__Prompt a__
Put the records starting at the line that contains "on the recessed" and ending at the line that contains "point(375, 225)" into a Markdown table with the columns Row and Line, leaving out any blank lines.

__Document excerpt__
We head south toward the Tucson Desert Museum. It’s odd to see crop-bearing fields on one side of the highway and sand with a very few stubby mesquite shrubs on the other. Many fields are growing cotton.
It’s a short side trip so we visit Casa Grande, a four story building made around 1,350 by native Americans I wonder if anyone would have stayed here if they came from elsewhere? I do some research.
Humans arrived here around 11,000 years ago when the climate was more temperate. Trees and plants began retreating north a couple of thousand years later and it was another 4,500 years before today’s plant and animal life was established.
So the folks who lived here had many thousands of years to adjust how they lived as the climate changed. They began living in communities around 300, established increasingly ambitious irrigation systems, and the population of the Casa Grande compound was around 2,000 by the time the great four story building was constructed.
The compound was abandoned only a century later, most likely because massive flooding destroyed the irrigation system. Native Americans who live here now also have a legend that the community was destroyed by war.
The purpose of the Casa Grande is not known but it has openings in the walls placed so the sun is visible through both holes at the equinoxes. Perhaps it was used by spirit leaders not just to keep track of time in that way but also to predict when the rains would come and when crops should be planted.
Felicity guesses they got it wrong too many times and were killed, then fighting broke out among the desperately hungry people, survivors of whom returned to the way their remote ancestors had lived.
From there we travel on to the Desert Museum and camp nearby.
Next day – Felicity tells me I was grinding my teeth so hard last night that the noise woke her up. Now she’s more awake she realizes it was mesquite branches blowing against Henry’s walls.
In my dream I was listening to Vera Lynn singing “We’ll meet again, don’t know where, don’t know when but I know we’ll meet again some sunny day”.
I had a new appreciation for why British soldiers and those they left behind in WW2 loved that song. I did not feel sad. I was happy for everyone who found solace in her song.
Is my mind hoping for rebirth? I know we have no intrinsic self that could be reborn and I’m happy that every action we take shapes the future of everything, but my mental roommate Mr Ego may not have accepted those truths yet.
We walk around the desert museum for a couple of hours. I realize now, of course you’d stay if you were born here into the time tested way of life. Also, if you did go exploring you’d find the land all around was pretty much the same.
The mountain lion is so elegant but its home is so small compared to what a lion is used to. The wolves look bored and the deer seems to have lost the will to live. The javelinas have a much larger territory, though, and they look happy. The desert plants don’t appear to need territory in the way mobile brings do. They come in such diverse forms. How amazing life is!
There are so many places we’re tempted to visit but we do want to be home before Christmas so after lunch we just barrel along the highway to Lordsberg New Mexico. We’re soon away from saguaro cacti and climbing through terrain covered by rounded light brown boulders balanced perilously on others.
The land flattens, the mountain ranges are further from the road. The cacti are low growing, agave, cholla and others. Then mesquite and what look to be more and more creosote bushes. They smell so fine!
The road goes on and on. We pass a few tracts of pecans. Nothing humans en masse want can grow here without irrigation. How long before that collapses as it did at Casa Grande and what will we do then? This is why we have science fiction.

__Prompt b__
Rewrite the part of the desert travel account starting at "It’s a short" and ending at "life was established.", with "temperate" changed to "mild".

__Material for this exercise__
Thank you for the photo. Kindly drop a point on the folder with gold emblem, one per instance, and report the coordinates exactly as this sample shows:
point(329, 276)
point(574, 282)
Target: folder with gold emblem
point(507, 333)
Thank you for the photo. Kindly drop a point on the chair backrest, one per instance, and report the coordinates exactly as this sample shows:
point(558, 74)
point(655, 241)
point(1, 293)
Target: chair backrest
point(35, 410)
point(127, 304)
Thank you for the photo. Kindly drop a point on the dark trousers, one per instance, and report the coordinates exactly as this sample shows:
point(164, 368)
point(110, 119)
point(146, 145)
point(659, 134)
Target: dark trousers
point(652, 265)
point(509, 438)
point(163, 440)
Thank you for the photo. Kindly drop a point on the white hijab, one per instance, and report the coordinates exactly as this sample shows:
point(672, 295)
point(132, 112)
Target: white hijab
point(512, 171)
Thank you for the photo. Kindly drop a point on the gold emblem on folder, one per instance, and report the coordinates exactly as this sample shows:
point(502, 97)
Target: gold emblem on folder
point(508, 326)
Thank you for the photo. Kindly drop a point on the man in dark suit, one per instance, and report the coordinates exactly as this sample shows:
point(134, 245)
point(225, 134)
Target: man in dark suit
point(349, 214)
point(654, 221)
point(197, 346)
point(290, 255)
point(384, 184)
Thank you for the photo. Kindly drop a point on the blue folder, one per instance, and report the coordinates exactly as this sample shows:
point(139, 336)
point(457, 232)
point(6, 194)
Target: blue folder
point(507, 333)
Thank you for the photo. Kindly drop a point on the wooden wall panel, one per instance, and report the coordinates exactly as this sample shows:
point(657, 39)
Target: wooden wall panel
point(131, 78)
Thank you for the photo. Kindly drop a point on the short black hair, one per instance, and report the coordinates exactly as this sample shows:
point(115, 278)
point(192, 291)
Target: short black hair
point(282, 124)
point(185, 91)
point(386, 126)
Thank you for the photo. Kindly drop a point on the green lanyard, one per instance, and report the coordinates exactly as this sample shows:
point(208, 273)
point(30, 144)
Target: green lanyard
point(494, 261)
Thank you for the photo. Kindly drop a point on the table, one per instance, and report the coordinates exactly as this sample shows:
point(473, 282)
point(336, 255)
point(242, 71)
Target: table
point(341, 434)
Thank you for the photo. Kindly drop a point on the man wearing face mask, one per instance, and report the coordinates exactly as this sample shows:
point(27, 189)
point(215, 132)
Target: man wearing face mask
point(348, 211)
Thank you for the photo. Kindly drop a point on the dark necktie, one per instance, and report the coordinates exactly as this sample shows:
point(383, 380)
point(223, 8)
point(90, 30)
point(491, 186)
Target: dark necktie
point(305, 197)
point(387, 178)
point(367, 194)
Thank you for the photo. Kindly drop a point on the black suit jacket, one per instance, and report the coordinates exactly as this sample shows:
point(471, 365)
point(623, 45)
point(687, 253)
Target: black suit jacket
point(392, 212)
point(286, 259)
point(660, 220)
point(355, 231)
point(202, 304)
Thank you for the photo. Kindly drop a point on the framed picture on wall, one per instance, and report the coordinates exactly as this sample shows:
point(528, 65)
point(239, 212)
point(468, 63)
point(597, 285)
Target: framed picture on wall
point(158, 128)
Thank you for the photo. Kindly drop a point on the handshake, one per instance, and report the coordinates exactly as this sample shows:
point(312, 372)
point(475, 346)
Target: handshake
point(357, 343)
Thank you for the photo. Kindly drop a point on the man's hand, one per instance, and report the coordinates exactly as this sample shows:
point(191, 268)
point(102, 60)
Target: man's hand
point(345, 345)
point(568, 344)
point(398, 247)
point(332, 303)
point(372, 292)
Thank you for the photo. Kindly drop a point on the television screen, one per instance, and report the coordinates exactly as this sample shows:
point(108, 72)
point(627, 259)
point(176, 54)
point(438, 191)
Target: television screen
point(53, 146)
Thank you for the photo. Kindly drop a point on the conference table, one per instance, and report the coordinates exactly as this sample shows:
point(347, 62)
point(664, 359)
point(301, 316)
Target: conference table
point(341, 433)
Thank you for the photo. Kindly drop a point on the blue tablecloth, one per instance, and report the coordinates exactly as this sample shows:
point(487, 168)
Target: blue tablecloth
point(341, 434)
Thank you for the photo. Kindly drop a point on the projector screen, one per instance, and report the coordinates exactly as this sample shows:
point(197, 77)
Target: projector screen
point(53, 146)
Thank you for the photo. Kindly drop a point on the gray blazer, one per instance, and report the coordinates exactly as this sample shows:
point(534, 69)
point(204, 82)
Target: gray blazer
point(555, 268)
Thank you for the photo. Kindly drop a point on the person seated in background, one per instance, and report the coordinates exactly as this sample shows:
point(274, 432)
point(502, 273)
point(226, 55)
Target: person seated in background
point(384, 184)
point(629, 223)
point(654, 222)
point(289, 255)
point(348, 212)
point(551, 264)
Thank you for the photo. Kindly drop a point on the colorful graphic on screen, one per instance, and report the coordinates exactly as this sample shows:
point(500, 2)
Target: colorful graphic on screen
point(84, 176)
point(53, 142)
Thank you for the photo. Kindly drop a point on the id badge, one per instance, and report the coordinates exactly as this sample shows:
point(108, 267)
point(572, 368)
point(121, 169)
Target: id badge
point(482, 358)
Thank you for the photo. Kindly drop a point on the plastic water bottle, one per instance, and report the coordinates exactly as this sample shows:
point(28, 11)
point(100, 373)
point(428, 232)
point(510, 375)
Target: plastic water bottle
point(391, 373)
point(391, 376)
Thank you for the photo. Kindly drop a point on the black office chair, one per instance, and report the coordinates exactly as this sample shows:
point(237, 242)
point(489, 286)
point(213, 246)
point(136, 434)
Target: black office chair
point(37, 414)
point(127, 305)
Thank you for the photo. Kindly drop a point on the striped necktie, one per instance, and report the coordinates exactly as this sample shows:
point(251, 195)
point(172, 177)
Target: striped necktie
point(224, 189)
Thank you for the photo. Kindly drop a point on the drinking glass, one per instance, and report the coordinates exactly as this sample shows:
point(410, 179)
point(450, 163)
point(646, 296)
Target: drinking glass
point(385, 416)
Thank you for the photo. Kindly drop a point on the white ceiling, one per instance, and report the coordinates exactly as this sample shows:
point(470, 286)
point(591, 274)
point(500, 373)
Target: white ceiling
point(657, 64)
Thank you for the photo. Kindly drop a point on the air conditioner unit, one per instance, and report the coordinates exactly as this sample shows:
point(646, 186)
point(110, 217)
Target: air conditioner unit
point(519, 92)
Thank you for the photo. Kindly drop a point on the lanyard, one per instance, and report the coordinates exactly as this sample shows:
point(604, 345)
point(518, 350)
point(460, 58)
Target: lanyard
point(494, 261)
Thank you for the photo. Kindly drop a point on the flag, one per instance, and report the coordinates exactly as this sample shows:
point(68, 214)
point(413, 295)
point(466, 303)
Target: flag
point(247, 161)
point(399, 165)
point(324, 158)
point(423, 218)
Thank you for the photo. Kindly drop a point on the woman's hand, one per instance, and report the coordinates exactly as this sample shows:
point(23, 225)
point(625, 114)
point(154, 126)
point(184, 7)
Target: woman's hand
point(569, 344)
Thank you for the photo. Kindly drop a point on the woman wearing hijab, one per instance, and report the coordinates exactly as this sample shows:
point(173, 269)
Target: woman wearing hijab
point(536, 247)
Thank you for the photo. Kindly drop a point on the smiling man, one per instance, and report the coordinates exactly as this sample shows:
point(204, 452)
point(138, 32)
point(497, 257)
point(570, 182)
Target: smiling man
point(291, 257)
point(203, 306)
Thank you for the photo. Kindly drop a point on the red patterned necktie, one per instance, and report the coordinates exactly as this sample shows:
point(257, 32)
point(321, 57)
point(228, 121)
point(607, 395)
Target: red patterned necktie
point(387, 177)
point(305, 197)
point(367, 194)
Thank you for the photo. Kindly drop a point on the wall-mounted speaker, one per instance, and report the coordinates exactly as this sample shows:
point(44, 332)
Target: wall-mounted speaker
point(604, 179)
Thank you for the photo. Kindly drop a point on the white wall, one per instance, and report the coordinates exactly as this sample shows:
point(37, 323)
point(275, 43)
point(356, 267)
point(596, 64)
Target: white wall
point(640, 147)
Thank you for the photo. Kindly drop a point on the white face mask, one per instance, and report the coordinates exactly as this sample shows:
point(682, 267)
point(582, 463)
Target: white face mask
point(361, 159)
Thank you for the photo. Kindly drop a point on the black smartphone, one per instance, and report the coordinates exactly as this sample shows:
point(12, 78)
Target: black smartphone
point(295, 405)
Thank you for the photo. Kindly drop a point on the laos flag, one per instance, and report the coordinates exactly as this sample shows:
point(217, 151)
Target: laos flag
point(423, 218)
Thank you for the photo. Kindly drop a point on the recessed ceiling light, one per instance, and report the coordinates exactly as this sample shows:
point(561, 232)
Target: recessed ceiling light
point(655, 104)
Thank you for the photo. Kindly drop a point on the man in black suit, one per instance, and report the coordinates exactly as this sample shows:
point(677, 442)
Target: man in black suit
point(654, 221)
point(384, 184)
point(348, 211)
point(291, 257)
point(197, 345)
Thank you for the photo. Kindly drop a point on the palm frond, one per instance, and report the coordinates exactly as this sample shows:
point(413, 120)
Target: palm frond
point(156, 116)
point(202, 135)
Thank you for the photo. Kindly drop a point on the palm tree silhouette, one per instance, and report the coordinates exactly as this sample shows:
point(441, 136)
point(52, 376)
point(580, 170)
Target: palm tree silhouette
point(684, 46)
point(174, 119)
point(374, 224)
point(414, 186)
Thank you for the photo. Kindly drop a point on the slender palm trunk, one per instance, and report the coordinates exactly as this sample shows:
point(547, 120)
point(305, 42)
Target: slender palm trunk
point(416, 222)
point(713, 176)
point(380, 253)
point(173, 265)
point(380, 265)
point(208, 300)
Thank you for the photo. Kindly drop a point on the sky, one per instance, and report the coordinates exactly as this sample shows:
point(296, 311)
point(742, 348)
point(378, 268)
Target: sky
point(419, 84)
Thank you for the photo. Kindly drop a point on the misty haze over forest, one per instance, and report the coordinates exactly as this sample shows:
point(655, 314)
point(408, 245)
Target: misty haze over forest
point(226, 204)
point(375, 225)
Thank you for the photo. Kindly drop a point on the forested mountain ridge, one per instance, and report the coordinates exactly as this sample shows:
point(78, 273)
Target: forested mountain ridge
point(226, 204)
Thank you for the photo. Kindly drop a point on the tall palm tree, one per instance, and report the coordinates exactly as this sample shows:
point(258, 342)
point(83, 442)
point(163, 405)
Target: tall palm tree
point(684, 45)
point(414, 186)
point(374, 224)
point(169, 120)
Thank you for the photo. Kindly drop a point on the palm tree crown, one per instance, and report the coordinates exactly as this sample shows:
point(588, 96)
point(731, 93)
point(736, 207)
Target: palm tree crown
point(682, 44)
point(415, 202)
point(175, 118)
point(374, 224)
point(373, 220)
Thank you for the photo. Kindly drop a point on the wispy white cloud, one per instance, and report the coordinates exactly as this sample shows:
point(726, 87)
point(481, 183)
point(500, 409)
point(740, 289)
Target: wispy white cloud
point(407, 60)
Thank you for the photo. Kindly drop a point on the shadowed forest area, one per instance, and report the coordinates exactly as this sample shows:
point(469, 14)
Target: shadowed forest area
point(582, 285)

--

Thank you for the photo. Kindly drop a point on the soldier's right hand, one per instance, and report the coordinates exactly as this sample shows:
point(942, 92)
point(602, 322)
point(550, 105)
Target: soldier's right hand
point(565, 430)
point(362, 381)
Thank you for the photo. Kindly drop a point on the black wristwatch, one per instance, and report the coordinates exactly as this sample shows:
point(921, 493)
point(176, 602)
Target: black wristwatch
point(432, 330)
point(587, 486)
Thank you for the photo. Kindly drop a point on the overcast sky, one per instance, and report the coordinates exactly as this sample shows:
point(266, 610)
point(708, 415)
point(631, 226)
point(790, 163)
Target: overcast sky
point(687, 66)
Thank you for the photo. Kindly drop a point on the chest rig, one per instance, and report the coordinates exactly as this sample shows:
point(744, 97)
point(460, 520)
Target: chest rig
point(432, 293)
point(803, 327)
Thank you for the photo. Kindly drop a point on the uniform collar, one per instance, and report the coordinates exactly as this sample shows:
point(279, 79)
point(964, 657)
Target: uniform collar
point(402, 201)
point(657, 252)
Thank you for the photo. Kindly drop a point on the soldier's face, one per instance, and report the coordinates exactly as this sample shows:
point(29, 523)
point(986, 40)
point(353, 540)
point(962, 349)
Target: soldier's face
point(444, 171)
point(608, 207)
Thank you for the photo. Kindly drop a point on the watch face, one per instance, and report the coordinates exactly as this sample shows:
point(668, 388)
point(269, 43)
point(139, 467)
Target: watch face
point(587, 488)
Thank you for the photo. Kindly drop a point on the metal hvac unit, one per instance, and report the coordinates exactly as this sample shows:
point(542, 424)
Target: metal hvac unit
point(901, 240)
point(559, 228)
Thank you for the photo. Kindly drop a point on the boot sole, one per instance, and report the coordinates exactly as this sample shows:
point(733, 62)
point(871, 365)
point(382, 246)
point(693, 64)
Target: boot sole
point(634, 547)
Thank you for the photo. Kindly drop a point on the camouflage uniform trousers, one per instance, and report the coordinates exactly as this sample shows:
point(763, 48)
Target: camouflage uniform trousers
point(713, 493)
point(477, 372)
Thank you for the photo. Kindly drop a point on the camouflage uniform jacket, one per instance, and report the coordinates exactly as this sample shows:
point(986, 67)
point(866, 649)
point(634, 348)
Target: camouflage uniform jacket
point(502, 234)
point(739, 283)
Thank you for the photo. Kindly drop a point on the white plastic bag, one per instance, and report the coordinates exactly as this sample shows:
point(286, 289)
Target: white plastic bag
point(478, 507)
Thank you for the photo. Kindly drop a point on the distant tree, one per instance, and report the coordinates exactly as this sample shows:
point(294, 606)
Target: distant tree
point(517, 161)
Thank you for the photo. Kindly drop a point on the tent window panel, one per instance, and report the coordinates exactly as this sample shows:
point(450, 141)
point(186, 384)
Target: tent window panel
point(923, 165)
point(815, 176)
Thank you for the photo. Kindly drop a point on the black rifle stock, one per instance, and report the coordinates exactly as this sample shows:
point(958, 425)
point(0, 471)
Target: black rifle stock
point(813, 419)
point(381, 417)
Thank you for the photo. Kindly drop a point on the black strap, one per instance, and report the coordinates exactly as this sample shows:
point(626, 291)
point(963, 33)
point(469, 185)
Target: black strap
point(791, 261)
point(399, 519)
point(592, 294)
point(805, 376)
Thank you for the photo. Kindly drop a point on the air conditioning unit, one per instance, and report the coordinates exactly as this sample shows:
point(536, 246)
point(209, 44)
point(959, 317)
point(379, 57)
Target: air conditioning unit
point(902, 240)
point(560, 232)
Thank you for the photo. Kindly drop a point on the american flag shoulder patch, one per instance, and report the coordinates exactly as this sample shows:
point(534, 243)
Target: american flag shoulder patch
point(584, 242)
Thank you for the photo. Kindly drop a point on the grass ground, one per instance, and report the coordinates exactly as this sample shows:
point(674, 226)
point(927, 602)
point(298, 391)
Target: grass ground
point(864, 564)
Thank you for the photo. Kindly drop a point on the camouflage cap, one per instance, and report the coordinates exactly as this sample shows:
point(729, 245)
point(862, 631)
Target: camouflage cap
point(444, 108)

--

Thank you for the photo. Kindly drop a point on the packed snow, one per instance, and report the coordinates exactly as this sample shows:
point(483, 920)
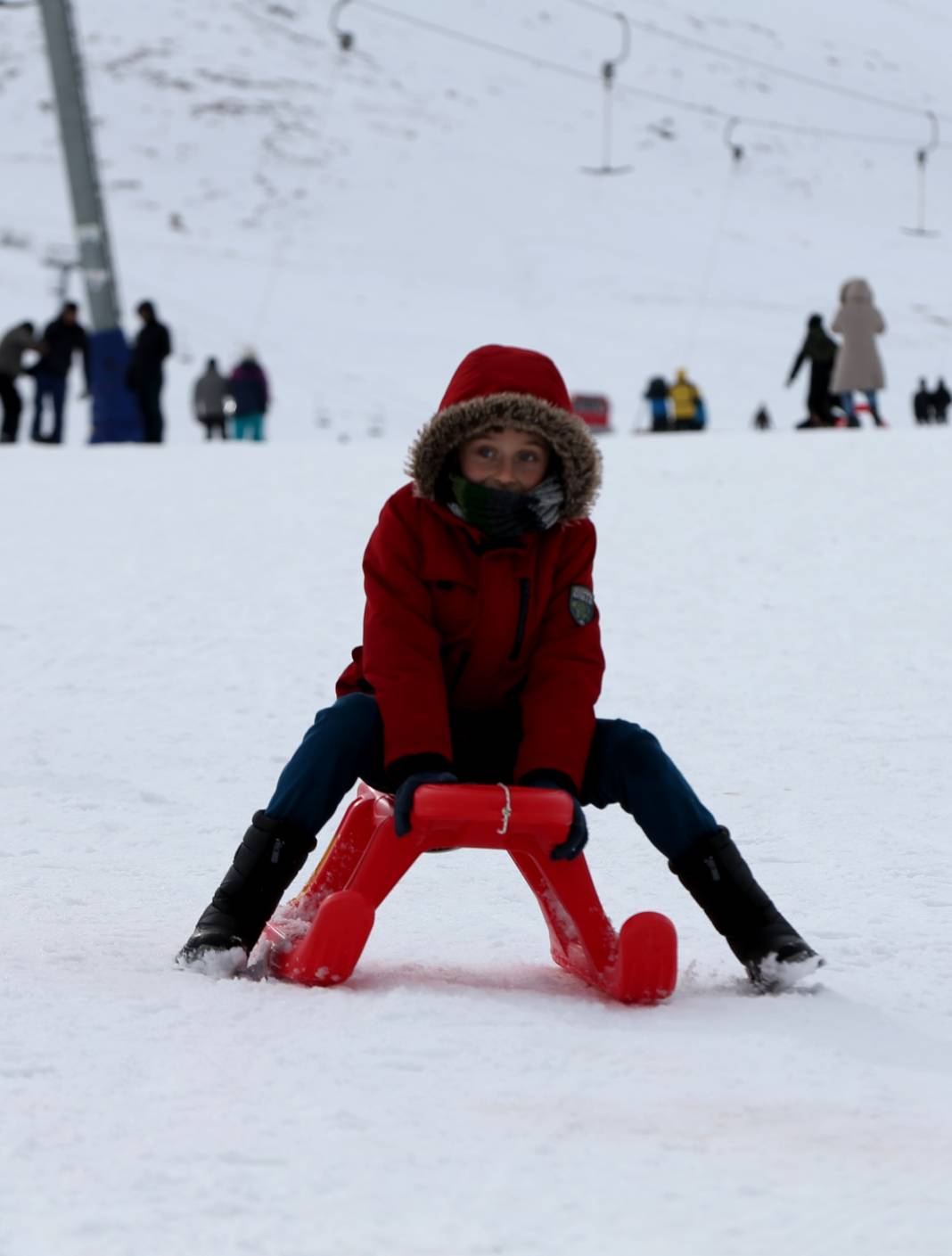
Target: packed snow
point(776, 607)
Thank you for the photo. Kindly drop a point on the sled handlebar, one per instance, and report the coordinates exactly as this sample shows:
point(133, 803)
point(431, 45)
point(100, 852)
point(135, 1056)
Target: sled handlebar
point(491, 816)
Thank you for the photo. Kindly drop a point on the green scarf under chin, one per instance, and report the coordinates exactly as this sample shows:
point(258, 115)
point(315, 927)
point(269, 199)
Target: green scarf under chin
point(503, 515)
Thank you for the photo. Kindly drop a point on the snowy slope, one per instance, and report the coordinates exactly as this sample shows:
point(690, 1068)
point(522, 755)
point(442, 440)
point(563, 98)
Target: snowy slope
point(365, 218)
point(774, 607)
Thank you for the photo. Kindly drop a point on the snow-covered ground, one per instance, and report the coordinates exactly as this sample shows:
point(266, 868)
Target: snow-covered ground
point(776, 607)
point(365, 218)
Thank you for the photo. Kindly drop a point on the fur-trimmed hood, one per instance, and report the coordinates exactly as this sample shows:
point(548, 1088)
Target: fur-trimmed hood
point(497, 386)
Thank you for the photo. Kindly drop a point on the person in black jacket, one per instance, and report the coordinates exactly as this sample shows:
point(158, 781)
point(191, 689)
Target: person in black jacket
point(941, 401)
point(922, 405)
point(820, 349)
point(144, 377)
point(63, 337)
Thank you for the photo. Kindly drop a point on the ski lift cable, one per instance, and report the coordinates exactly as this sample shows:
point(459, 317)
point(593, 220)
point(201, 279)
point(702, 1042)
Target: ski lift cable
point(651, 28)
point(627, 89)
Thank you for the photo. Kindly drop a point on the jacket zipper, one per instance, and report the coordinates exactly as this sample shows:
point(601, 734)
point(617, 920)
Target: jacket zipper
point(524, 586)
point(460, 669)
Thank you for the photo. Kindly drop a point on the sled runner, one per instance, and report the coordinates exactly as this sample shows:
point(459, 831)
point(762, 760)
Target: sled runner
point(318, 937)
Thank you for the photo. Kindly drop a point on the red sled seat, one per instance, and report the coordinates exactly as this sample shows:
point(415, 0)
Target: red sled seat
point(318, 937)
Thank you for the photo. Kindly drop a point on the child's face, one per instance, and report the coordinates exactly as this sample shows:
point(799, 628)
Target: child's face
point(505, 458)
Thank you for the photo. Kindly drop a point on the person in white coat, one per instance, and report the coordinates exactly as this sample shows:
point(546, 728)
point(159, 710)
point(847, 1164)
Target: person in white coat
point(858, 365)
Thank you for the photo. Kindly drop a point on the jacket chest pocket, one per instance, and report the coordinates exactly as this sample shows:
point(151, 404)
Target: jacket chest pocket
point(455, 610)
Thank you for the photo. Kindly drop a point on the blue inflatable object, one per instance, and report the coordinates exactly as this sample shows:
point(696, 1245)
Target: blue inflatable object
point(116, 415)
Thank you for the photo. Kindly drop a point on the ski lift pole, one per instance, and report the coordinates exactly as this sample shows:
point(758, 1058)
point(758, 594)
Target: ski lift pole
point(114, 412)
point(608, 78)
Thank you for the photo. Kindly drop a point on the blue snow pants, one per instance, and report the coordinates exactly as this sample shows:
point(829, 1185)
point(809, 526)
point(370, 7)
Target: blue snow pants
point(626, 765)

__Reply a__
| Row | Line |
|---|---|
| 1 | Thank you for the photo. Kindly drop a point on the recessed ceiling light, one per instance, and report the coordinates exactly as this sample shows: |
| 2 | point(561, 232) |
| 3 | Target: recessed ceiling light |
| 4 | point(655, 104) |
| 5 | Thank you for the photo. Kindly drop a point on the man in black suit, one per instance, and report the coordinates exactly as this sample shows: |
| 6 | point(677, 442) |
| 7 | Target: man in black suit |
| 8 | point(654, 221) |
| 9 | point(384, 184) |
| 10 | point(348, 211) |
| 11 | point(291, 257) |
| 12 | point(197, 345) |
| 13 | Thank you for the photo. Kindly drop a point on the palm frond, one per instance, and report the coordinates exactly as this sample shows: |
| 14 | point(413, 120) |
| 15 | Target: palm frond |
| 16 | point(156, 116) |
| 17 | point(202, 135) |
| 18 | Thank you for the photo. Kindly drop a point on the palm tree silhouette, one per instance, and report the coordinates exactly as this sample shows: |
| 19 | point(441, 136) |
| 20 | point(52, 376) |
| 21 | point(580, 170) |
| 22 | Target: palm tree silhouette |
| 23 | point(684, 46) |
| 24 | point(174, 119) |
| 25 | point(374, 224) |
| 26 | point(414, 186) |
| 27 | Thank you for the photo. Kindly drop a point on the slender palm trunk, one per instance, and report the coordinates exactly as this sample shows: |
| 28 | point(547, 120) |
| 29 | point(305, 42) |
| 30 | Target: slender palm trunk |
| 31 | point(416, 222) |
| 32 | point(713, 176) |
| 33 | point(380, 253) |
| 34 | point(173, 265) |
| 35 | point(380, 265) |
| 36 | point(208, 300) |
| 37 | Thank you for the photo. Kindly drop a point on the sky, one per instance, and report the coordinates exactly as this sample shows: |
| 38 | point(296, 311) |
| 39 | point(742, 348) |
| 40 | point(378, 268) |
| 41 | Target: sky |
| 42 | point(419, 84) |
| 43 | Thank you for the photo. Kindly drop a point on the misty haze over forest, one per instance, and report the coordinates exactly as this sample shows: |
| 44 | point(655, 314) |
| 45 | point(408, 245) |
| 46 | Target: misty haze over forest |
| 47 | point(226, 204) |
| 48 | point(375, 225) |

__Reply b__
It’s a short side trip so we visit Casa Grande, a four story building made around 1,350 by native Americans I wonder if anyone would have stayed here if they came from elsewhere? I do some research.
Humans arrived here around 11,000 years ago when the climate was more mild. Trees and plants began retreating north a couple of thousand years later and it was another 4,500 years before today’s plant and animal life was established.